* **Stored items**
-------

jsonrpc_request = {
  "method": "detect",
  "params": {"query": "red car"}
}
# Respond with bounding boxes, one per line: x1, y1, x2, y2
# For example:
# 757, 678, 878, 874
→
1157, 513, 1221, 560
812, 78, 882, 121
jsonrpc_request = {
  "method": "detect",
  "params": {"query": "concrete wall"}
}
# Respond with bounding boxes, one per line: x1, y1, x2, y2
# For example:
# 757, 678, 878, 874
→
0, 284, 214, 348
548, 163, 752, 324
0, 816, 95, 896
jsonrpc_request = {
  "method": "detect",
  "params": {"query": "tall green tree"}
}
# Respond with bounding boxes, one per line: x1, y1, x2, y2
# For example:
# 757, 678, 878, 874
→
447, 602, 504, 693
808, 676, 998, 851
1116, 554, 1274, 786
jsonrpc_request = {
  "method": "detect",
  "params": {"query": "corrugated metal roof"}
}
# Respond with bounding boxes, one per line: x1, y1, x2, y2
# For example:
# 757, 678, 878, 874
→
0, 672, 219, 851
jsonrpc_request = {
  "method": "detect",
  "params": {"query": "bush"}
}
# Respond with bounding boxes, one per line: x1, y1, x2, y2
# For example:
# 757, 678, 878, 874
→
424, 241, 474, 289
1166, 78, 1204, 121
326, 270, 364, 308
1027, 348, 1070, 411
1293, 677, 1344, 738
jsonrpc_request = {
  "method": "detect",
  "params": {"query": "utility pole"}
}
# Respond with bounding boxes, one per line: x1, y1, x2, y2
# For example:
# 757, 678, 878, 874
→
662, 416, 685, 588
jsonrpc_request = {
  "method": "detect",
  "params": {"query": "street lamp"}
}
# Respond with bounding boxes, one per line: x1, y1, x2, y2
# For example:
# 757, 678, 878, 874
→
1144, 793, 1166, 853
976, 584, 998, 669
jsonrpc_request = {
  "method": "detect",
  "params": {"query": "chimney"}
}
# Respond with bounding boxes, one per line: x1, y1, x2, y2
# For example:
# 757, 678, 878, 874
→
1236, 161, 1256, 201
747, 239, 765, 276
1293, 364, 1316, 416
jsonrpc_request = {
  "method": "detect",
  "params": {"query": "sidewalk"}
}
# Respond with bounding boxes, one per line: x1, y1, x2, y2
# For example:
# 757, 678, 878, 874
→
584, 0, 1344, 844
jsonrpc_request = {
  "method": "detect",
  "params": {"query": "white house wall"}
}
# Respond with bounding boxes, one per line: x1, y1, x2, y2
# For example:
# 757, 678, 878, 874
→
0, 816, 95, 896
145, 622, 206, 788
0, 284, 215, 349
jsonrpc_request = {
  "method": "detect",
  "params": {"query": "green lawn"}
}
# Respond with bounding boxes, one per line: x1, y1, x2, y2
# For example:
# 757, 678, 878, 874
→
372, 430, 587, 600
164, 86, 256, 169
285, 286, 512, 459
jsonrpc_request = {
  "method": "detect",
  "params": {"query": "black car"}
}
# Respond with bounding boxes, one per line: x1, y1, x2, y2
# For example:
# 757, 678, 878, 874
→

-------

* **PROBLEM TO WORK ON**
Echo the stored items above from the start through the line containing "812, 78, 882, 121", including that line.

* **THE SOLUTION**
jsonrpc_request = {
  "method": "detect",
  "params": {"query": "red car"}
}
# Respond with bounding boxes, one per line: x1, y1, x2, y2
# For example:
# 757, 678, 878, 874
→
1157, 513, 1221, 560
812, 78, 882, 121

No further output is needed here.